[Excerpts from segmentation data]
>> START

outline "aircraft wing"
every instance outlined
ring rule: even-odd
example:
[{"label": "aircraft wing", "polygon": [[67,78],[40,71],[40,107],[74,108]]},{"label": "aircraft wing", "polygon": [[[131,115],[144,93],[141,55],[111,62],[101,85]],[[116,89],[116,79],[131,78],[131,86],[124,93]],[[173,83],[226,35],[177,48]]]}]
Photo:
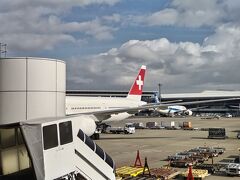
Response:
[{"label": "aircraft wing", "polygon": [[[221,102],[221,101],[232,101],[232,100],[240,100],[240,98],[226,98],[226,99],[215,99],[215,100],[202,100],[202,101],[191,101],[191,102],[179,102],[179,103],[168,103],[168,104],[153,104],[150,105],[143,105],[138,107],[126,107],[126,108],[119,108],[119,109],[106,109],[102,111],[94,111],[94,112],[88,112],[88,113],[80,113],[80,114],[92,114],[99,121],[104,121],[111,117],[111,115],[119,114],[119,113],[129,113],[129,114],[135,114],[140,110],[145,109],[153,109],[153,108],[165,108],[167,106],[174,106],[174,105],[192,105],[192,104],[202,104],[202,103],[211,103],[211,102]],[[76,114],[75,114],[76,115]]]}]

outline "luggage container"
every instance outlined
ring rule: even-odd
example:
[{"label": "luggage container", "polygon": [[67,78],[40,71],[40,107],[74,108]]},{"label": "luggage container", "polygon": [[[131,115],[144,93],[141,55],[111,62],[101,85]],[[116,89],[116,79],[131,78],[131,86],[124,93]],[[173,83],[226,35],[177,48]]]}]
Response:
[{"label": "luggage container", "polygon": [[147,128],[155,128],[157,126],[157,122],[147,122],[146,127]]}]

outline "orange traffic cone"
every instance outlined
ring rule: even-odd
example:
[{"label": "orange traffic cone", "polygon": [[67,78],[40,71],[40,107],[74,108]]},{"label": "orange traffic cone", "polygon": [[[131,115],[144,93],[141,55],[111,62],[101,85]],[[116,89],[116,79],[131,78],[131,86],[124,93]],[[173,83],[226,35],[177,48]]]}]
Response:
[{"label": "orange traffic cone", "polygon": [[194,177],[192,175],[192,164],[189,164],[188,166],[188,177],[187,180],[194,180]]},{"label": "orange traffic cone", "polygon": [[139,150],[137,150],[137,156],[136,156],[136,160],[134,163],[134,167],[142,167],[142,162],[140,159],[140,155],[139,155]]}]

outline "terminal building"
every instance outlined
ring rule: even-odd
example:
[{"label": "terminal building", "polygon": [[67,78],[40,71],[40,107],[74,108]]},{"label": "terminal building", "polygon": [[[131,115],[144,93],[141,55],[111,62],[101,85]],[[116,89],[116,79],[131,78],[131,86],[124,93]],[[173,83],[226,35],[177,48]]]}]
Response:
[{"label": "terminal building", "polygon": [[[144,91],[142,100],[146,102],[153,102],[154,94],[157,91]],[[67,96],[105,96],[105,97],[126,97],[128,91],[103,91],[103,90],[67,90]],[[203,91],[200,93],[175,93],[175,94],[161,94],[159,99],[162,102],[168,101],[201,101],[201,100],[214,100],[225,98],[240,98],[240,91]],[[194,114],[203,113],[230,113],[233,116],[240,116],[240,99],[222,102],[213,102],[205,104],[188,105],[187,108],[192,108]]]}]

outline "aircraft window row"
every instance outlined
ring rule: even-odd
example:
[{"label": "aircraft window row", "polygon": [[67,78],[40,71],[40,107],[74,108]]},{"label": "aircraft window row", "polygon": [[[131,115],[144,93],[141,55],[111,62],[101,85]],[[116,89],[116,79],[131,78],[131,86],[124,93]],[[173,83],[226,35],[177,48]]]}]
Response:
[{"label": "aircraft window row", "polygon": [[102,158],[110,167],[115,169],[115,164],[112,158],[102,150],[90,137],[88,137],[84,132],[79,129],[78,135],[79,139],[81,139],[90,149],[92,149],[100,158]]},{"label": "aircraft window row", "polygon": [[101,109],[101,107],[72,107],[71,109]]},{"label": "aircraft window row", "polygon": [[[71,143],[73,141],[71,121],[59,123],[59,137],[60,145]],[[59,145],[57,124],[43,127],[43,145],[44,150],[51,149]]]}]

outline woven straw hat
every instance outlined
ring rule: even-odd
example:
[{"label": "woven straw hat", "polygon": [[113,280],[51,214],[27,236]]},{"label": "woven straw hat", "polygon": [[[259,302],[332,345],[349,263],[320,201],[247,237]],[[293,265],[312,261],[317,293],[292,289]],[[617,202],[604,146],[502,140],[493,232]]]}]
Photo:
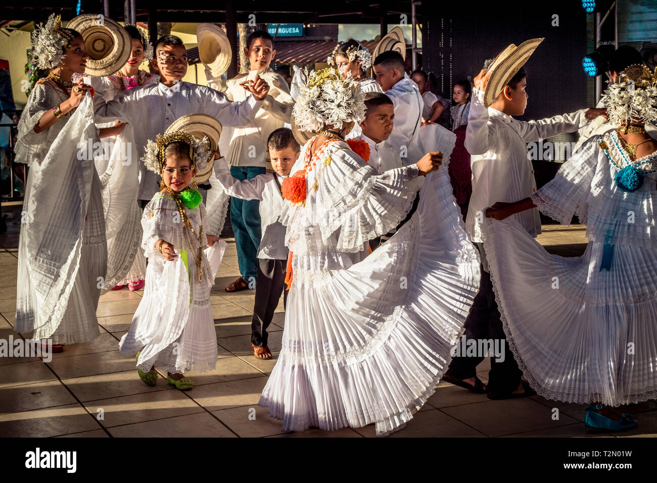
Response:
[{"label": "woven straw hat", "polygon": [[406,40],[401,27],[395,27],[379,41],[372,54],[372,62],[374,62],[379,54],[388,51],[398,52],[406,60]]},{"label": "woven straw hat", "polygon": [[223,29],[214,24],[199,24],[196,27],[198,58],[215,77],[228,70],[233,52]]},{"label": "woven straw hat", "polygon": [[66,25],[84,39],[89,59],[85,74],[104,77],[125,65],[132,51],[132,42],[125,29],[111,18],[95,14],[78,15]]},{"label": "woven straw hat", "polygon": [[525,64],[543,40],[545,37],[530,39],[517,47],[512,43],[495,57],[487,70],[492,74],[484,93],[484,106],[488,107],[493,104],[511,78]]},{"label": "woven straw hat", "polygon": [[[167,129],[165,135],[182,131],[191,134],[197,139],[202,139],[207,136],[210,140],[210,150],[214,151],[219,146],[219,138],[221,135],[221,123],[212,116],[208,114],[187,114],[178,117]],[[196,171],[194,180],[197,183],[204,183],[210,178],[212,173],[214,160],[208,162],[208,167],[202,171]]]}]

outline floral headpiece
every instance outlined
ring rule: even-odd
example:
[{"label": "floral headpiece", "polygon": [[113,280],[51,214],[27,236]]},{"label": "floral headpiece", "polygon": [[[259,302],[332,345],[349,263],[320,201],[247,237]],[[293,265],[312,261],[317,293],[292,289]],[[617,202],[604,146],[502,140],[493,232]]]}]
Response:
[{"label": "floral headpiece", "polygon": [[162,173],[166,161],[164,150],[173,142],[184,142],[187,145],[193,169],[195,168],[197,171],[202,171],[208,167],[208,161],[212,156],[208,136],[204,136],[202,139],[198,140],[191,134],[179,131],[164,136],[158,134],[154,142],[150,139],[148,140],[141,160],[148,171],[158,175]]},{"label": "floral headpiece", "polygon": [[62,26],[62,16],[52,14],[44,26],[32,32],[33,58],[41,69],[53,69],[64,58],[64,47],[70,47],[75,35]]},{"label": "floral headpiece", "polygon": [[349,62],[355,62],[357,59],[361,61],[361,68],[363,70],[367,70],[367,69],[372,66],[372,55],[369,53],[369,51],[367,50],[367,47],[362,45],[359,42],[355,39],[352,39],[351,37],[347,39],[346,42],[338,43],[335,46],[331,54],[327,58],[327,62],[328,62],[328,65],[330,66],[336,66],[337,63],[335,62],[335,56],[338,54],[342,53],[340,52],[340,48],[350,40],[356,42],[357,45],[350,45],[347,47],[347,50],[344,54],[345,56],[349,59]]},{"label": "floral headpiece", "polygon": [[292,109],[302,131],[317,131],[325,125],[340,126],[365,119],[365,96],[351,75],[343,79],[337,69],[328,67],[317,72],[306,70],[304,77],[307,80],[300,85]]},{"label": "floral headpiece", "polygon": [[657,68],[650,72],[641,64],[629,66],[620,73],[618,82],[610,83],[602,101],[612,124],[657,119]]},{"label": "floral headpiece", "polygon": [[[150,37],[148,35],[148,31],[138,25],[131,25],[135,27],[137,32],[139,32],[139,35],[141,37],[141,43],[144,46],[144,58],[148,62],[150,62],[153,58],[153,45],[150,43]],[[125,26],[127,27],[127,26]]]}]

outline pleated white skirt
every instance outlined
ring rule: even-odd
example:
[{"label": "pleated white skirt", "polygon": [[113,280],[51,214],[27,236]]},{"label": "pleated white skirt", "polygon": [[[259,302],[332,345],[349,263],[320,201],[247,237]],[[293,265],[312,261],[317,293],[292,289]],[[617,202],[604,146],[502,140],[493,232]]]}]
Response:
[{"label": "pleated white skirt", "polygon": [[505,332],[545,398],[611,406],[657,397],[657,249],[603,244],[545,251],[512,220],[486,222],[485,248]]},{"label": "pleated white skirt", "polygon": [[449,364],[478,267],[443,167],[427,178],[411,220],[365,260],[295,270],[283,347],[259,404],[283,430],[401,429]]}]

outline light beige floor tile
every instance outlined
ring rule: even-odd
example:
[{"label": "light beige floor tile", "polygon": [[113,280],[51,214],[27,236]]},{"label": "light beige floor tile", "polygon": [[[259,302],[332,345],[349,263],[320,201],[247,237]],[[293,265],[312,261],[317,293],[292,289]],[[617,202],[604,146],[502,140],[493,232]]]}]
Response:
[{"label": "light beige floor tile", "polygon": [[96,315],[99,317],[107,317],[112,315],[133,314],[139,305],[140,300],[141,299],[134,299],[114,302],[99,302]]},{"label": "light beige floor tile", "polygon": [[3,366],[0,370],[0,389],[57,379],[57,377],[41,360],[8,364]]},{"label": "light beige floor tile", "polygon": [[266,408],[232,408],[213,411],[212,414],[242,438],[261,438],[283,432],[283,422],[269,417]]},{"label": "light beige floor tile", "polygon": [[[166,377],[166,373],[159,371],[163,377]],[[248,377],[257,377],[262,375],[262,373],[252,366],[249,366],[238,357],[227,357],[219,359],[214,370],[208,372],[196,372],[188,371],[185,375],[194,380],[194,387],[205,384],[222,383],[225,381],[235,381]]]},{"label": "light beige floor tile", "polygon": [[[282,330],[269,333],[267,344],[275,358],[281,351],[281,342],[283,335],[283,331]],[[251,348],[250,335],[237,335],[233,337],[222,337],[217,339],[217,342],[220,346],[230,350],[237,356],[253,355],[253,349]]]},{"label": "light beige floor tile", "polygon": [[0,415],[0,434],[5,437],[45,438],[99,427],[78,404]]},{"label": "light beige floor tile", "polygon": [[489,400],[486,393],[476,394],[460,386],[441,381],[427,403],[434,408],[440,408]]},{"label": "light beige floor tile", "polygon": [[[376,436],[374,425],[368,425],[362,428],[353,428],[353,430],[368,438]],[[390,438],[478,438],[485,437],[467,425],[449,417],[438,410],[420,411],[413,415],[406,427],[390,434]]]},{"label": "light beige floor tile", "polygon": [[135,358],[125,357],[118,350],[55,359],[50,363],[53,370],[62,379],[106,374],[135,369]]},{"label": "light beige floor tile", "polygon": [[108,332],[125,332],[130,327],[134,314],[99,317],[98,323]]},{"label": "light beige floor tile", "polygon": [[101,295],[99,302],[114,302],[117,300],[141,300],[141,293],[143,289],[133,291],[124,287],[120,290],[110,290]]},{"label": "light beige floor tile", "polygon": [[226,427],[208,413],[110,428],[115,438],[235,438]]},{"label": "light beige floor tile", "polygon": [[[3,368],[3,369],[7,369],[11,370],[11,366]],[[3,388],[2,397],[0,398],[0,413],[38,410],[75,402],[76,398],[59,381],[46,381]]]},{"label": "light beige floor tile", "polygon": [[98,414],[99,410],[102,410],[104,419],[100,423],[106,428],[203,411],[179,390],[158,390],[101,399],[88,401],[84,405],[92,414]]},{"label": "light beige floor tile", "polygon": [[74,432],[72,434],[62,434],[55,438],[109,438],[107,433],[102,429],[95,429],[93,431],[84,432]]},{"label": "light beige floor tile", "polygon": [[72,356],[80,356],[83,354],[96,354],[117,350],[119,348],[119,341],[112,334],[101,333],[91,342],[83,342],[79,344],[71,344],[64,348],[61,352],[53,354],[53,359],[62,359]]},{"label": "light beige floor tile", "polygon": [[72,377],[62,381],[80,401],[117,398],[122,396],[154,392],[173,388],[160,377],[155,386],[147,386],[139,379],[137,369],[106,374]]},{"label": "light beige floor tile", "polygon": [[512,434],[576,423],[565,414],[552,419],[549,408],[529,398],[488,400],[464,406],[443,408],[443,411],[487,436]]},{"label": "light beige floor tile", "polygon": [[[279,421],[281,422],[281,421]],[[268,436],[267,438],[362,438],[351,428],[342,428],[337,431],[324,431],[321,429],[307,429],[305,431],[284,432]]]},{"label": "light beige floor tile", "polygon": [[208,411],[240,406],[256,406],[267,377],[229,381],[194,387],[189,395]]}]

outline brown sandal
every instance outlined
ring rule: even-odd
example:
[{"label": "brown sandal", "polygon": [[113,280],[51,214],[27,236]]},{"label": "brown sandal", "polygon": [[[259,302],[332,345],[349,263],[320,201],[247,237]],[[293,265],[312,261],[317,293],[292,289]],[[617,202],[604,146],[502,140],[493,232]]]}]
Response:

>> END

- [JOB]
Rewrite the data as a Markdown table with the columns "Row" and "Line", covering everything from the line containing "outline brown sandal" down through the end of the data. Give each line its own numbered row, and leave out blank lines.

- [WRITTEN RESPONSE]
| Row | Line |
|---|---|
| 1 | outline brown sandal |
| 2 | every instance outlined |
| 3 | ring rule: even-odd |
| 4 | example: |
| 5 | [{"label": "brown sandal", "polygon": [[113,280],[51,214],[27,236]]},{"label": "brown sandal", "polygon": [[[259,302],[332,345],[349,263],[320,201],[247,237]],[[293,265],[312,261],[317,293],[292,289]],[[617,202],[604,146],[502,140],[493,232]]]}] |
| 6 | Response: |